Records shown:
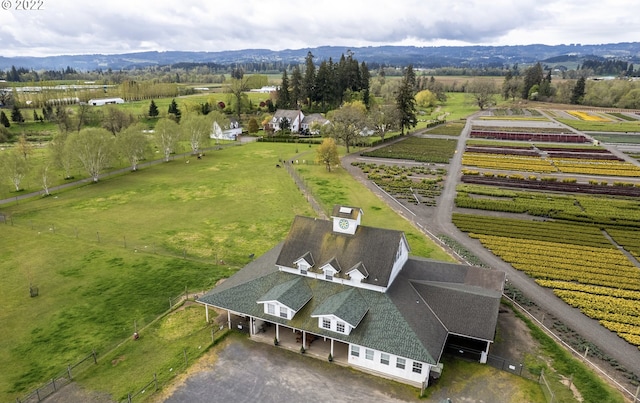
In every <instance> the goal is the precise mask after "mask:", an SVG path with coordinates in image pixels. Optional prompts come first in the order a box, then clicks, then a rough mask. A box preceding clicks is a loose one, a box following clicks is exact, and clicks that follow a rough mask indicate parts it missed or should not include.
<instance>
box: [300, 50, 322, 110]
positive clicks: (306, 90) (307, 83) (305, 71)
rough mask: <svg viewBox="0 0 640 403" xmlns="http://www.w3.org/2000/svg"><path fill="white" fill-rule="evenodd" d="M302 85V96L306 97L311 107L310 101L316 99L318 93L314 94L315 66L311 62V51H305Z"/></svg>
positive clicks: (311, 104)
mask: <svg viewBox="0 0 640 403" xmlns="http://www.w3.org/2000/svg"><path fill="white" fill-rule="evenodd" d="M302 87H303V95H304V98H305V99H306V101H307V104H308V105H309V107H311V105H312V103H313V102H316V101H317V100H318V95H317V94H316V66H315V64H313V54H312V53H311V51H309V52H307V57H306V59H305V71H304V79H303V83H302Z"/></svg>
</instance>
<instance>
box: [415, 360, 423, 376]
mask: <svg viewBox="0 0 640 403" xmlns="http://www.w3.org/2000/svg"><path fill="white" fill-rule="evenodd" d="M413 372H415V373H416V374H421V373H422V363H420V362H415V361H414V362H413Z"/></svg>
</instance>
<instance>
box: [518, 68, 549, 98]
mask: <svg viewBox="0 0 640 403" xmlns="http://www.w3.org/2000/svg"><path fill="white" fill-rule="evenodd" d="M543 77H544V73H543V71H542V65H541V64H540V63H536V65H535V66H531V67H529V68H528V69H527V70H526V71H525V73H524V86H523V87H522V99H529V92H530V91H531V87H533V86H534V85H538V86H540V83H541V82H542V79H543Z"/></svg>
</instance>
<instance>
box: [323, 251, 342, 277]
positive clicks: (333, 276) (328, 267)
mask: <svg viewBox="0 0 640 403" xmlns="http://www.w3.org/2000/svg"><path fill="white" fill-rule="evenodd" d="M320 271H321V272H322V274H323V275H324V279H325V280H328V281H333V278H334V277H335V276H336V274H338V273H340V272H341V271H342V268H340V263H338V259H336V258H335V257H333V258H332V259H331V260H329V261H328V262H327V263H325V264H323V265H322V266H320Z"/></svg>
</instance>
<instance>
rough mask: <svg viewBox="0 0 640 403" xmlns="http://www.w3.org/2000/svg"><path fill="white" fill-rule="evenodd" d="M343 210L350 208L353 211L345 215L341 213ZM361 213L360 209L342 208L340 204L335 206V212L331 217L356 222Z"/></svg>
mask: <svg viewBox="0 0 640 403" xmlns="http://www.w3.org/2000/svg"><path fill="white" fill-rule="evenodd" d="M342 208H348V209H351V211H350V212H348V213H343V212H341V211H340V209H342ZM361 213H362V209H361V208H360V207H350V206H340V205H339V204H336V205H335V206H333V210H332V211H331V217H341V218H350V219H352V220H355V219H356V218H358V214H361Z"/></svg>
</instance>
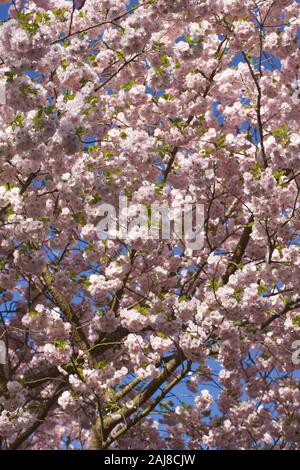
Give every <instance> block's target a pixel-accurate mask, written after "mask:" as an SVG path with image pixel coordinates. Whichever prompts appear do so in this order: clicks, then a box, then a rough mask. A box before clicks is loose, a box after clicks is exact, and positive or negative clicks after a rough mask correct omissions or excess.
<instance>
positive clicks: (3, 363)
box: [0, 340, 6, 364]
mask: <svg viewBox="0 0 300 470" xmlns="http://www.w3.org/2000/svg"><path fill="white" fill-rule="evenodd" d="M0 364H6V345H5V343H4V341H2V340H0Z"/></svg>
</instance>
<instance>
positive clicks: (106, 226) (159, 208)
mask: <svg viewBox="0 0 300 470" xmlns="http://www.w3.org/2000/svg"><path fill="white" fill-rule="evenodd" d="M96 217H98V219H99V218H100V220H99V221H98V223H97V234H98V237H99V238H100V239H101V240H107V239H108V240H116V239H120V240H125V241H130V240H136V239H138V238H141V239H143V240H159V239H161V240H180V241H182V243H183V244H184V246H185V247H186V248H188V249H191V250H200V249H201V248H202V247H203V243H204V205H203V204H197V203H195V204H192V203H184V204H182V205H179V206H176V207H172V208H170V207H169V205H168V204H166V203H163V204H157V203H153V204H151V206H149V205H144V204H133V203H131V204H128V198H127V197H126V196H122V195H121V196H120V197H119V211H118V215H117V211H116V208H115V207H114V206H113V205H112V204H106V203H103V204H100V205H99V206H98V207H97V208H96Z"/></svg>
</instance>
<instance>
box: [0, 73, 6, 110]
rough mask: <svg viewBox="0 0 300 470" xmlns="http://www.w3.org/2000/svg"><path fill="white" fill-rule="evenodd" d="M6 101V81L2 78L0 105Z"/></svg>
mask: <svg viewBox="0 0 300 470" xmlns="http://www.w3.org/2000/svg"><path fill="white" fill-rule="evenodd" d="M5 103H6V94H5V82H3V81H2V80H1V79H0V105H1V104H5Z"/></svg>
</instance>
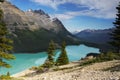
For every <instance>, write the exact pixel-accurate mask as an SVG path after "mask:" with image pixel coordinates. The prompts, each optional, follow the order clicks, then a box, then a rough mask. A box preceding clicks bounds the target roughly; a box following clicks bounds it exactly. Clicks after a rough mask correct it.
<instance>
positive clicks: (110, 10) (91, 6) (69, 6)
mask: <svg viewBox="0 0 120 80" xmlns="http://www.w3.org/2000/svg"><path fill="white" fill-rule="evenodd" d="M9 1H10V2H11V3H12V4H13V5H16V6H17V7H18V8H19V9H21V10H23V11H27V10H28V9H33V10H38V9H42V10H43V11H45V12H46V13H48V14H49V15H50V16H51V17H52V18H54V17H57V18H58V19H59V20H61V22H62V23H63V25H64V26H65V28H66V29H67V30H68V31H70V32H74V31H81V30H84V29H108V28H112V27H114V25H113V22H114V20H115V18H116V13H117V10H116V7H117V5H118V3H119V2H120V0H9Z"/></svg>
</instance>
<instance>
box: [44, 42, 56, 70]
mask: <svg viewBox="0 0 120 80" xmlns="http://www.w3.org/2000/svg"><path fill="white" fill-rule="evenodd" d="M54 52H55V44H54V42H53V41H50V43H49V47H48V51H47V54H48V58H47V60H46V61H45V63H44V64H43V67H45V68H50V67H53V66H54Z"/></svg>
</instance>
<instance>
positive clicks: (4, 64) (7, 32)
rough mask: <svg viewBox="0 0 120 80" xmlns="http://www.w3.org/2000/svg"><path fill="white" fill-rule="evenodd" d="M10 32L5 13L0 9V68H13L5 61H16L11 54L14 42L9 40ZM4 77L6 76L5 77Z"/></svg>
mask: <svg viewBox="0 0 120 80" xmlns="http://www.w3.org/2000/svg"><path fill="white" fill-rule="evenodd" d="M7 34H8V30H7V28H6V25H5V23H4V21H3V12H2V10H1V9H0V67H6V68H9V67H11V66H10V65H9V64H8V63H6V62H5V61H3V60H4V59H6V60H12V59H15V57H14V56H13V55H12V54H9V53H10V52H11V50H12V46H11V44H12V40H11V39H9V38H7ZM3 77H4V76H3Z"/></svg>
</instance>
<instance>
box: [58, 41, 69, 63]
mask: <svg viewBox="0 0 120 80" xmlns="http://www.w3.org/2000/svg"><path fill="white" fill-rule="evenodd" d="M65 46H66V43H65V41H64V42H63V43H62V48H61V54H60V56H59V57H58V59H57V60H56V65H65V64H68V63H69V59H68V56H67V52H66V50H65Z"/></svg>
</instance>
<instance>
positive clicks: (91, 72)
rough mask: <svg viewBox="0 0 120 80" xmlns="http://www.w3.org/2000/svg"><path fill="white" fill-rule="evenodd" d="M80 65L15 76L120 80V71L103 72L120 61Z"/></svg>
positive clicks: (67, 79) (33, 78)
mask: <svg viewBox="0 0 120 80" xmlns="http://www.w3.org/2000/svg"><path fill="white" fill-rule="evenodd" d="M78 65H79V62H73V63H70V64H68V65H65V66H61V67H62V68H66V67H67V68H68V69H64V70H59V71H50V72H45V73H40V74H32V75H30V76H25V75H26V74H25V73H29V72H30V73H32V71H30V70H26V71H23V72H21V73H18V74H17V75H13V76H14V77H17V78H23V80H120V71H113V72H111V71H109V70H108V71H103V70H104V69H107V68H110V67H114V66H117V65H120V60H113V61H107V62H101V63H95V64H92V65H89V66H84V67H81V66H78ZM21 74H24V75H21Z"/></svg>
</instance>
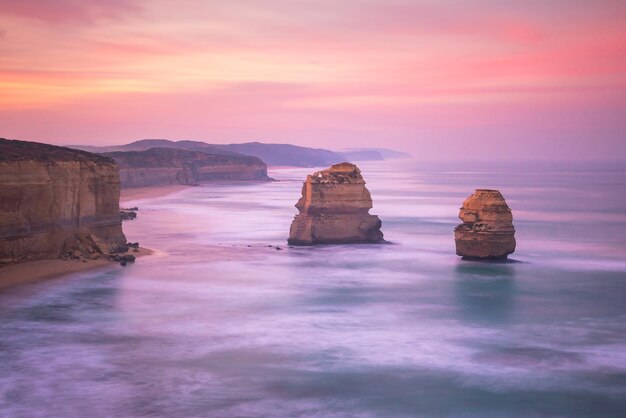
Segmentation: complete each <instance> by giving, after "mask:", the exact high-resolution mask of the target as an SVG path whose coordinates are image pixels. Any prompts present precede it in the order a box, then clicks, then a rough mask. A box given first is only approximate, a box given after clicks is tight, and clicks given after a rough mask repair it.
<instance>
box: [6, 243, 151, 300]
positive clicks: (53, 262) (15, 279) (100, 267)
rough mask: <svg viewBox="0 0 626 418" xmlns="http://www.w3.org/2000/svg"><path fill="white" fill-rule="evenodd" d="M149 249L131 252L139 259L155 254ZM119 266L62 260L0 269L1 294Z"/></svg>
mask: <svg viewBox="0 0 626 418" xmlns="http://www.w3.org/2000/svg"><path fill="white" fill-rule="evenodd" d="M154 252H155V251H153V250H151V249H149V248H143V247H139V252H136V253H135V252H132V251H131V252H130V254H132V255H134V256H135V257H137V258H141V257H146V256H149V255H151V254H154ZM116 265H119V263H117V262H115V261H109V260H85V261H81V260H62V259H45V260H33V261H26V262H23V263H18V264H12V265H10V266H5V267H0V292H2V291H4V290H6V289H9V288H12V287H15V286H19V285H23V284H29V283H37V282H41V281H44V280H48V279H56V278H61V277H63V276H67V275H70V274H73V273H80V272H84V271H88V270H95V269H98V268H104V267H107V266H109V267H112V266H116Z"/></svg>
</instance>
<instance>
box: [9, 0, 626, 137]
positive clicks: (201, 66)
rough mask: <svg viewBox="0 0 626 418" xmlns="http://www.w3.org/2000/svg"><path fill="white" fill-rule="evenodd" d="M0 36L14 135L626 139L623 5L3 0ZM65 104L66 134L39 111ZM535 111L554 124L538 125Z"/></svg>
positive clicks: (561, 3) (65, 130) (368, 1)
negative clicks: (67, 111)
mask: <svg viewBox="0 0 626 418" xmlns="http://www.w3.org/2000/svg"><path fill="white" fill-rule="evenodd" d="M0 27H2V30H3V31H4V32H0V88H1V89H2V92H3V94H2V95H1V96H0V121H2V122H3V128H5V129H8V128H7V127H9V126H10V128H11V130H10V132H12V133H13V134H12V135H13V136H31V137H32V135H37V136H39V137H41V136H42V135H44V134H45V133H46V132H48V133H49V134H50V136H51V137H54V138H64V139H67V140H68V141H70V142H72V137H73V136H74V135H76V136H80V138H81V139H82V138H83V137H84V136H88V135H89V132H90V131H92V132H93V134H92V135H93V137H94V141H95V140H103V139H106V138H105V136H106V135H105V134H104V133H105V132H108V130H109V129H110V127H111V126H116V128H115V129H116V130H118V132H117V133H116V137H121V136H124V137H125V138H128V139H132V138H133V137H134V136H140V137H145V136H150V135H148V133H144V134H141V133H140V132H141V129H153V128H154V129H155V130H156V129H157V128H158V129H160V130H161V131H162V134H159V133H158V132H153V133H152V134H153V135H158V136H165V135H166V134H168V135H173V136H180V135H177V132H179V133H180V134H181V135H183V133H184V135H183V136H195V137H198V136H200V135H204V134H206V133H207V132H213V133H215V134H216V136H217V137H220V138H223V139H225V140H236V139H249V138H251V137H258V136H259V135H260V136H266V137H269V136H274V137H277V138H278V137H280V138H283V140H285V139H287V138H288V139H290V140H291V141H294V142H297V141H301V142H302V143H305V142H307V141H309V140H310V139H311V138H313V137H315V138H317V139H316V141H317V143H318V145H319V144H321V145H323V144H324V141H327V144H328V145H333V144H335V143H336V142H337V141H338V140H343V141H348V142H350V141H353V142H354V141H359V140H363V139H367V138H377V137H379V136H385V137H386V138H389V139H390V140H391V141H396V142H397V144H399V145H402V144H403V143H404V142H406V141H408V140H409V139H411V138H414V137H415V136H416V135H420V136H429V137H436V138H439V140H443V139H445V138H448V137H450V138H452V137H463V136H472V137H473V138H478V140H482V139H480V138H487V137H491V136H493V135H495V134H494V132H505V131H507V132H510V131H511V130H513V129H518V130H519V132H524V135H526V136H529V135H530V136H532V134H533V132H534V134H536V135H537V136H541V135H544V134H545V132H546V130H549V131H550V132H552V133H553V135H554V136H555V137H558V138H562V139H559V141H566V140H567V138H571V137H572V135H573V133H572V129H571V127H569V126H560V125H558V124H556V122H555V121H565V120H566V119H568V118H569V119H570V120H575V123H574V122H571V123H572V124H574V125H576V126H578V131H581V132H582V131H585V132H589V130H592V127H593V126H596V125H594V124H599V123H603V124H605V125H603V126H605V127H606V126H610V127H611V128H612V129H607V132H608V133H607V134H606V135H607V137H609V138H615V137H617V136H618V133H619V132H620V131H621V132H623V131H624V130H625V126H624V125H625V123H626V122H624V118H622V119H621V120H620V118H617V117H616V116H615V112H616V109H622V110H624V108H625V107H626V104H625V103H624V99H622V100H620V99H619V97H622V98H623V97H624V96H625V95H626V81H625V80H626V59H624V57H626V3H625V2H617V1H612V0H596V1H586V0H567V1H566V0H554V1H551V2H545V1H539V0H527V1H525V2H505V1H496V0H472V1H469V0H455V1H451V0H422V1H415V0H386V1H382V0H359V1H357V0H346V1H334V0H333V1H331V0H301V1H293V0H263V1H261V0H240V1H236V2H230V1H229V2H227V1H210V2H207V1H199V0H198V1H194V0H181V1H178V2H176V4H174V3H172V2H170V1H166V0H152V1H130V0H128V1H127V0H113V1H109V2H99V1H78V0H58V1H54V2H52V1H44V0H21V1H7V0H0ZM2 33H4V35H2ZM68 109H71V112H72V116H73V117H72V121H73V122H72V124H71V125H72V126H70V125H69V124H57V123H55V122H54V121H53V120H51V119H50V116H45V117H43V118H42V114H41V113H40V112H42V111H43V110H45V112H46V113H45V115H55V114H56V115H57V116H59V114H63V112H67V111H68ZM533 109H535V110H533ZM482 110H484V111H485V113H483V112H482ZM487 110H488V112H487ZM547 110H549V111H550V112H552V113H553V114H555V115H560V116H559V117H558V118H555V119H554V120H553V121H552V122H548V121H546V120H545V117H543V116H541V115H540V114H539V113H536V114H535V113H533V112H535V111H536V112H545V111H547ZM591 114H602V115H605V116H603V117H593V118H592V117H591V116H589V115H591ZM155 115H157V116H158V119H159V120H158V121H155V120H154V117H155ZM168 115H170V116H171V117H168ZM522 115H523V117H522ZM567 115H569V117H568V116H567ZM27 116H28V117H31V118H35V117H37V118H38V120H40V121H41V123H39V124H38V126H37V127H33V126H27V125H28V124H26V123H24V124H21V122H24V121H25V120H26V118H27ZM561 116H562V117H561ZM174 119H175V121H174ZM168 120H169V121H168ZM7 121H9V123H7ZM18 121H21V122H18ZM166 121H168V122H167V123H166ZM583 121H584V123H586V124H588V125H585V126H582V125H581V123H583ZM606 124H608V125H606ZM31 125H32V124H31ZM548 126H549V129H547V127H548ZM516 127H517V128H516ZM585 127H586V129H583V128H585ZM596 127H597V126H596ZM598 129H599V127H598ZM603 129H604V128H603ZM194 132H195V134H194ZM603 132H604V131H603ZM611 132H614V133H613V134H612V133H611ZM575 134H576V133H575V132H574V135H575ZM507 135H508V134H507ZM514 136H515V135H511V137H514ZM442 138H443V139H442ZM320 141H321V142H320ZM446 141H448V140H447V139H446ZM450 141H452V139H450V140H449V141H448V142H450ZM458 141H459V142H460V141H461V139H458ZM485 141H486V140H485ZM607 141H609V139H607ZM73 142H75V141H73ZM82 142H88V141H86V140H83V141H82ZM444 142H445V141H444ZM452 142H454V141H452ZM352 145H358V144H352ZM515 146H519V144H516V145H515Z"/></svg>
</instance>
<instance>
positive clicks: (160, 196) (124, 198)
mask: <svg viewBox="0 0 626 418" xmlns="http://www.w3.org/2000/svg"><path fill="white" fill-rule="evenodd" d="M190 187H195V186H189V185H186V184H171V185H167V186H150V187H134V188H131V189H122V190H121V191H120V208H123V207H124V205H125V204H126V203H128V202H132V201H135V200H141V199H151V198H156V197H162V196H166V195H169V194H172V193H175V192H179V191H181V190H186V189H189V188H190Z"/></svg>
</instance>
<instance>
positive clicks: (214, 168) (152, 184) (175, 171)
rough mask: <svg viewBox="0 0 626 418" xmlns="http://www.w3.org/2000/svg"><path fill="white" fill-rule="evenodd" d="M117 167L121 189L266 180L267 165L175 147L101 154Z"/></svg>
mask: <svg viewBox="0 0 626 418" xmlns="http://www.w3.org/2000/svg"><path fill="white" fill-rule="evenodd" d="M103 155H106V156H108V157H111V158H113V159H114V160H115V161H116V162H117V163H118V164H119V167H120V180H121V183H122V187H123V188H132V187H149V186H163V185H171V184H186V185H192V186H194V185H198V183H199V182H203V181H217V180H224V181H232V180H240V181H244V180H245V181H250V180H254V181H268V180H270V178H269V177H268V176H267V166H266V165H265V163H264V162H263V161H262V160H260V159H259V158H256V157H249V156H245V155H218V154H209V153H206V152H201V151H191V150H183V149H176V148H151V149H149V150H146V151H127V152H110V153H105V154H103Z"/></svg>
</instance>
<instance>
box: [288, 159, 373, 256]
mask: <svg viewBox="0 0 626 418" xmlns="http://www.w3.org/2000/svg"><path fill="white" fill-rule="evenodd" d="M296 208H297V209H298V211H299V213H298V214H297V215H296V217H295V218H294V220H293V222H292V224H291V228H290V230H289V239H288V243H289V244H291V245H315V244H349V243H377V242H384V239H383V233H382V232H381V230H380V228H381V225H382V222H381V221H380V219H379V218H378V216H376V215H370V214H369V210H370V209H371V208H372V197H371V195H370V192H369V190H367V188H366V187H365V180H364V179H363V176H362V175H361V171H360V170H359V168H358V167H357V166H356V165H354V164H350V163H341V164H335V165H333V166H331V167H330V168H328V169H326V170H322V171H318V172H316V173H313V174H312V175H308V176H307V178H306V181H305V182H304V184H303V185H302V197H301V198H300V200H298V203H297V204H296Z"/></svg>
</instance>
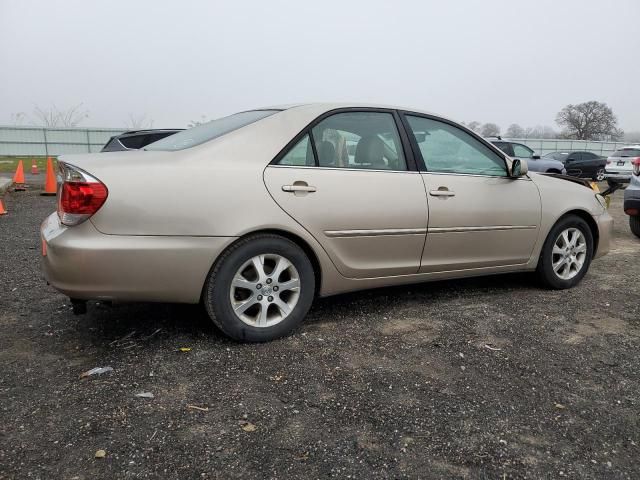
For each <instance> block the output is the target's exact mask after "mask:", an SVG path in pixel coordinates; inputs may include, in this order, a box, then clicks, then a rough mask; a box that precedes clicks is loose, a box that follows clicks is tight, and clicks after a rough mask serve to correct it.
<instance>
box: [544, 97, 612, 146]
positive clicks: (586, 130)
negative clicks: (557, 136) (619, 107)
mask: <svg viewBox="0 0 640 480" xmlns="http://www.w3.org/2000/svg"><path fill="white" fill-rule="evenodd" d="M556 123H557V124H558V125H560V126H561V127H563V131H562V134H563V136H565V137H566V138H575V139H577V140H604V139H617V138H619V137H620V136H621V135H623V134H624V132H622V130H620V129H619V128H618V126H617V124H618V119H617V118H616V116H615V115H614V114H613V110H611V108H610V107H609V106H608V105H607V104H606V103H602V102H596V101H594V100H592V101H590V102H584V103H579V104H578V105H567V106H566V107H564V108H563V109H562V110H560V112H558V115H557V116H556Z"/></svg>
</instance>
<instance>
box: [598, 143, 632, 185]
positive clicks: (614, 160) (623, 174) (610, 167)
mask: <svg viewBox="0 0 640 480" xmlns="http://www.w3.org/2000/svg"><path fill="white" fill-rule="evenodd" d="M637 160H640V145H630V146H628V147H623V148H620V149H619V150H616V151H615V152H613V153H612V154H611V155H610V156H609V158H607V165H606V167H605V172H604V176H605V178H606V179H607V181H608V182H609V183H629V181H630V180H631V175H632V174H633V162H634V161H637Z"/></svg>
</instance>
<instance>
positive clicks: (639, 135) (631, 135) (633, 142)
mask: <svg viewBox="0 0 640 480" xmlns="http://www.w3.org/2000/svg"><path fill="white" fill-rule="evenodd" d="M624 141H625V142H629V143H640V132H625V134H624Z"/></svg>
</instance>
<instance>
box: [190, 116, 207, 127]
mask: <svg viewBox="0 0 640 480" xmlns="http://www.w3.org/2000/svg"><path fill="white" fill-rule="evenodd" d="M208 121H209V119H208V118H207V116H206V115H200V120H191V121H190V122H189V123H188V124H187V127H188V128H191V127H197V126H198V125H202V124H203V123H207V122H208Z"/></svg>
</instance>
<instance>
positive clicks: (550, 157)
mask: <svg viewBox="0 0 640 480" xmlns="http://www.w3.org/2000/svg"><path fill="white" fill-rule="evenodd" d="M568 156H569V154H568V153H562V152H551V153H547V154H546V155H545V156H544V158H551V159H553V160H560V161H563V160H564V159H565V158H567V157H568Z"/></svg>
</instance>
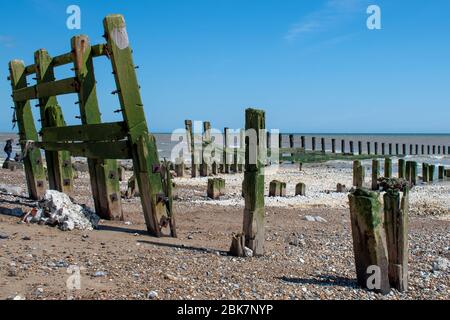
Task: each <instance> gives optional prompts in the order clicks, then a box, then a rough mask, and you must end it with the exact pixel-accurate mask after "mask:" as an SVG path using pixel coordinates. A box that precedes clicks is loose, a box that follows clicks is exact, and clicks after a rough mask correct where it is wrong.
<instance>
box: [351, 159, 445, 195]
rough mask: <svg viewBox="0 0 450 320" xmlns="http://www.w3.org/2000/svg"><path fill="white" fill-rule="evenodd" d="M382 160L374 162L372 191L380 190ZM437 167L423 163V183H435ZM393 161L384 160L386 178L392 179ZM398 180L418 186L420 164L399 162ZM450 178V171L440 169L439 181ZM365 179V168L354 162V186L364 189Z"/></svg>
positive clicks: (357, 160) (412, 161)
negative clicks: (418, 179)
mask: <svg viewBox="0 0 450 320" xmlns="http://www.w3.org/2000/svg"><path fill="white" fill-rule="evenodd" d="M380 164H381V163H380V160H377V159H374V160H372V186H371V188H372V190H374V191H376V190H378V189H379V179H380ZM435 173H436V166H435V165H431V164H427V163H423V164H422V181H423V182H424V183H429V182H433V181H435V176H436V175H435ZM392 176H393V175H392V159H390V158H386V159H385V160H384V177H386V178H392ZM398 178H399V179H404V180H406V181H407V182H409V184H410V185H411V186H415V185H417V181H418V163H417V162H416V161H406V160H405V159H399V160H398ZM447 178H450V169H446V167H445V166H439V167H438V179H439V180H444V179H447ZM364 179H365V168H364V167H363V166H362V164H361V161H359V160H357V161H354V162H353V186H355V187H360V188H361V187H363V186H364Z"/></svg>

Exercise directions: Please return every line from the start of the items through the line holding "positive clicks: (306, 90)", inclusive, reproduced character for character, and leave the pictures out of your answer.

Exercise output:
In every <instance> the goal is the precise mask after "mask:", an SVG path with coordinates in image pixels. Optional prompts come first in the order a box, then clicks, then a rough mask. A box preceding clicks is a loose one, a box following clicks is exact, and clicks that follow a rough mask indicate parts it missed or should not include.
<instance>
box: [300, 50, 322, 110]
positive clicks: (306, 90) (307, 83) (305, 71)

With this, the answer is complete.